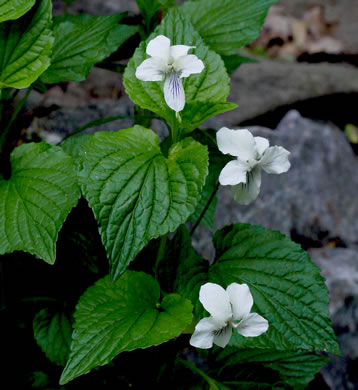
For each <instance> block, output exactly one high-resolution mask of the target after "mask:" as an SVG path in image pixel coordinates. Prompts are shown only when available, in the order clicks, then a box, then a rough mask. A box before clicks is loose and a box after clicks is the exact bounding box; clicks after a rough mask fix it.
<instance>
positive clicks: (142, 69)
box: [136, 35, 204, 112]
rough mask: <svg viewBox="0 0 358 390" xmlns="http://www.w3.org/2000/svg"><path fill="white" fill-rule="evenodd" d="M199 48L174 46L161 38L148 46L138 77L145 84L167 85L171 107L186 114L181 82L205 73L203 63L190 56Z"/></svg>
mask: <svg viewBox="0 0 358 390" xmlns="http://www.w3.org/2000/svg"><path fill="white" fill-rule="evenodd" d="M194 48H195V46H186V45H174V46H170V39H169V38H167V37H165V36H164V35H158V36H157V37H156V38H154V39H152V40H151V41H150V42H149V43H148V46H147V50H146V52H147V54H148V55H150V56H151V58H148V59H146V60H144V61H143V62H142V63H141V64H140V65H139V66H138V68H137V70H136V77H137V78H138V79H139V80H142V81H162V80H164V79H165V81H164V98H165V101H166V103H167V104H168V106H169V107H170V108H171V109H172V110H174V111H176V112H179V111H182V110H183V108H184V105H185V92H184V88H183V84H182V81H181V79H182V78H183V77H188V76H190V75H191V74H194V73H201V71H202V70H203V69H204V64H203V61H201V60H199V59H198V57H197V56H196V55H194V54H188V51H189V50H190V49H194Z"/></svg>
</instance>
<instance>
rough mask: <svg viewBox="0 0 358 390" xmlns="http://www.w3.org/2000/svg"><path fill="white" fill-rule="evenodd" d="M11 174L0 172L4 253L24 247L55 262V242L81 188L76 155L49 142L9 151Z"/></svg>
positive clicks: (37, 255)
mask: <svg viewBox="0 0 358 390" xmlns="http://www.w3.org/2000/svg"><path fill="white" fill-rule="evenodd" d="M11 169H12V175H11V177H10V179H9V180H4V179H1V177H0V254H4V253H10V252H13V251H15V250H23V251H25V252H29V253H32V254H34V255H36V256H38V257H40V258H41V259H43V260H45V261H46V262H48V263H50V264H53V263H54V262H55V258H56V241H57V236H58V232H59V230H60V229H61V226H62V224H63V222H64V221H65V219H66V217H67V215H68V213H69V212H70V211H71V209H72V207H74V206H75V205H76V204H77V201H78V199H79V197H80V191H79V188H78V185H77V178H76V174H75V167H74V164H73V161H72V158H71V157H69V156H68V155H66V154H65V153H64V152H63V151H62V150H61V148H59V147H56V146H50V145H48V144H46V143H37V144H27V145H23V146H20V147H18V148H16V149H15V150H14V151H13V153H12V155H11Z"/></svg>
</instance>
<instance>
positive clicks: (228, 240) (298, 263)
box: [176, 224, 340, 354]
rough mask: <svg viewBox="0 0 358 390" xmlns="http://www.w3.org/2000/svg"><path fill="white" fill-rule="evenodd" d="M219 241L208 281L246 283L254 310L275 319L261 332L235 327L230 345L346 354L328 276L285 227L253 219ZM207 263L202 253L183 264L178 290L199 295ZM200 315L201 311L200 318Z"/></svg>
mask: <svg viewBox="0 0 358 390" xmlns="http://www.w3.org/2000/svg"><path fill="white" fill-rule="evenodd" d="M214 245H215V248H216V260H215V262H214V264H213V265H212V266H211V267H210V268H209V271H208V279H207V281H210V282H213V283H217V284H220V285H221V286H223V287H224V288H226V287H227V286H228V285H229V284H230V283H240V284H241V283H246V284H247V285H248V286H249V288H250V291H251V293H252V295H253V297H254V302H255V306H254V309H253V311H257V312H258V313H259V314H260V315H262V316H263V317H264V318H266V319H267V320H268V322H269V330H268V331H267V332H266V333H264V334H263V335H261V336H259V337H253V338H250V337H248V338H245V337H242V336H240V335H239V334H237V333H236V332H233V337H232V338H231V341H230V345H234V346H238V347H240V348H247V347H250V348H266V349H267V348H269V349H277V350H280V351H284V350H291V351H295V350H298V349H302V350H307V351H316V350H317V351H319V350H323V351H327V352H330V353H335V354H339V353H340V350H339V347H338V344H337V342H336V337H335V335H334V332H333V330H332V324H331V321H330V318H329V313H328V309H327V305H328V291H327V288H326V286H325V284H324V279H323V278H322V276H321V275H320V269H319V268H318V267H317V266H316V265H314V264H313V263H312V262H311V260H310V258H309V256H308V255H307V253H306V252H305V251H303V250H302V249H301V248H300V246H299V245H297V244H295V243H294V242H292V241H291V240H290V239H289V238H288V237H286V236H284V235H283V234H281V233H280V232H277V231H271V230H268V229H265V228H263V227H261V226H251V225H247V224H236V225H232V226H228V227H226V228H224V229H222V230H220V231H218V232H217V233H216V234H215V236H214ZM204 267H206V262H205V260H203V259H202V260H200V258H198V257H192V258H190V261H188V262H187V263H186V264H185V263H184V264H183V265H182V269H180V268H179V269H178V279H177V284H176V286H177V291H178V292H179V293H181V294H182V295H183V296H185V297H187V298H188V299H191V300H192V299H193V294H194V291H195V292H196V298H195V299H197V297H198V295H197V293H198V290H199V288H200V285H201V284H204V281H203V277H200V278H198V282H196V281H195V278H194V274H198V275H199V271H198V270H201V269H203V268H204ZM195 269H196V270H195ZM201 274H202V276H204V274H203V273H201ZM199 283H200V285H199ZM189 286H190V288H189ZM193 302H194V301H193ZM199 314H200V311H196V318H198V317H199Z"/></svg>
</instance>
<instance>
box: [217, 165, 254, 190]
__________________________________________________
= ACTIVITY =
Faithful copy, images left out: write out every line of data.

= ANSWER TO THE EXERCISE =
For each <instance> block, output exactly one high-resolution mask of the target after "mask:" as an SVG path in image pixel coordinates. Prompts are shown only when available, in the order clicks, then a box, then a rough mask. A box before clicks is loose and a box after clicks is the exact bounding box; clicks after a rough mask fix it.
<instance>
positive clicks: (142, 69)
box: [136, 35, 204, 112]
rough mask: <svg viewBox="0 0 358 390" xmlns="http://www.w3.org/2000/svg"><path fill="white" fill-rule="evenodd" d="M199 48L174 46L161 38L148 46L138 77L145 84L167 85L171 107L186 114L181 82L205 73L203 63L190 56Z"/></svg>
mask: <svg viewBox="0 0 358 390" xmlns="http://www.w3.org/2000/svg"><path fill="white" fill-rule="evenodd" d="M194 48H195V46H186V45H174V46H170V39H169V38H167V37H165V36H164V35H158V36H157V37H156V38H154V39H152V40H151V41H150V42H149V43H148V46H147V50H146V52H147V54H148V55H150V56H151V58H148V59H146V60H144V61H143V62H142V63H141V64H140V65H139V66H138V68H137V70H136V77H137V78H138V79H139V80H142V81H162V80H164V79H165V81H164V98H165V101H166V103H167V104H168V106H169V107H170V108H171V109H172V110H174V111H176V112H179V111H182V110H183V108H184V105H185V92H184V88H183V84H182V81H181V79H182V78H183V77H188V76H190V75H191V74H194V73H201V71H202V70H203V69H204V64H203V61H201V60H199V59H198V57H197V56H196V55H194V54H188V51H189V50H190V49H194Z"/></svg>
</instance>
<instance>
rough mask: <svg viewBox="0 0 358 390" xmlns="http://www.w3.org/2000/svg"><path fill="white" fill-rule="evenodd" d="M11 174L0 172L4 253L24 247L55 262V242L81 188L76 155L49 142L9 151Z"/></svg>
positive clicks: (37, 255)
mask: <svg viewBox="0 0 358 390" xmlns="http://www.w3.org/2000/svg"><path fill="white" fill-rule="evenodd" d="M11 169H12V175H11V177H10V179H9V180H4V179H1V177H0V254H4V253H10V252H13V251H15V250H23V251H25V252H29V253H32V254H34V255H36V256H38V257H40V258H41V259H43V260H45V261H46V262H48V263H50V264H53V263H54V262H55V258H56V241H57V236H58V232H59V230H60V229H61V226H62V224H63V222H64V221H65V219H66V217H67V215H68V213H69V212H70V211H71V209H72V207H74V206H75V205H76V204H77V201H78V199H79V197H80V191H79V188H78V185H77V178H76V174H75V167H74V164H73V161H72V158H71V157H69V156H68V155H66V154H65V153H64V152H63V151H62V150H61V148H59V147H56V146H50V145H48V144H46V143H37V144H27V145H23V146H20V147H18V148H16V149H15V150H14V151H13V153H12V155H11Z"/></svg>
</instance>
<instance>
positive clicks: (228, 240) (298, 263)
box: [176, 224, 340, 354]
rough mask: <svg viewBox="0 0 358 390" xmlns="http://www.w3.org/2000/svg"><path fill="white" fill-rule="evenodd" d="M219 241L208 281L246 283L254 310L275 319L261 332L235 327L230 345L346 354L328 276L285 227L253 219ZM207 263L202 253L183 264L178 290L199 295ZM200 315L201 311L200 318Z"/></svg>
mask: <svg viewBox="0 0 358 390" xmlns="http://www.w3.org/2000/svg"><path fill="white" fill-rule="evenodd" d="M214 245H215V248H216V260H215V262H214V264H213V265H212V266H211V267H210V268H209V271H208V279H207V281H210V282H213V283H217V284H220V285H221V286H223V287H224V288H226V287H227V286H228V285H229V284H230V283H240V284H241V283H246V284H247V285H248V286H249V288H250V291H251V293H252V295H253V297H254V302H255V306H254V309H253V311H257V312H258V313H259V314H260V315H262V316H263V317H264V318H266V319H267V320H268V322H269V330H268V331H267V332H266V333H264V334H263V335H261V336H259V337H253V338H250V337H248V338H245V337H242V336H240V335H239V334H237V333H236V332H233V337H232V338H231V341H230V345H234V346H238V347H240V348H247V347H250V348H266V349H267V348H269V349H277V350H280V351H284V350H291V351H295V350H298V349H302V350H307V351H316V350H317V351H319V350H323V351H327V352H330V353H335V354H339V353H340V350H339V347H338V344H337V342H336V337H335V335H334V332H333V330H332V324H331V321H330V318H329V313H328V309H327V305H328V291H327V288H326V286H325V284H324V279H323V278H322V276H321V275H320V269H319V268H318V267H317V266H316V265H314V264H313V263H312V262H311V260H310V258H309V256H308V255H307V253H306V252H305V251H303V250H302V249H301V248H300V246H299V245H297V244H295V243H294V242H292V241H291V240H290V239H289V238H288V237H286V236H284V235H283V234H281V233H280V232H277V231H271V230H268V229H265V228H263V227H261V226H251V225H247V224H236V225H232V226H228V227H226V228H224V229H222V230H220V231H218V232H217V233H216V234H215V236H214ZM204 267H206V262H205V260H203V259H202V260H200V258H198V257H192V258H190V261H188V262H187V263H186V264H185V263H184V264H183V265H182V269H180V268H179V269H178V279H177V284H176V286H177V291H178V292H179V293H181V294H182V295H183V296H185V297H187V298H188V299H191V300H192V299H193V294H194V291H195V292H196V298H195V299H197V297H198V295H197V293H198V290H199V288H200V285H201V284H204V281H203V277H200V278H198V282H196V281H195V278H194V274H198V275H199V271H198V270H201V269H203V268H204ZM195 269H196V270H195ZM201 274H202V276H204V274H203V273H201ZM199 283H200V285H199ZM189 286H190V288H189ZM193 302H194V301H193ZM199 314H200V311H196V318H198V317H199Z"/></svg>
</instance>
<instance>
box: [217, 165, 254, 190]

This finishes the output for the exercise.